• Referring expression pointing data:

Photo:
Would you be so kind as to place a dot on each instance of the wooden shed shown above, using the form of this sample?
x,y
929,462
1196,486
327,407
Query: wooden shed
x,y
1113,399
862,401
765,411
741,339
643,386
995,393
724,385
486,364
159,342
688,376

• What is required: Set down the data exactly.

• Solution to this task:
Photo:
Would you be so kind as to place a dot on each instance of the wooden shed shown above, using the form of this sample?
x,y
929,462
1196,486
327,407
Query: wooden shed
x,y
1113,399
862,401
765,411
741,339
643,386
995,393
724,385
486,364
159,342
688,376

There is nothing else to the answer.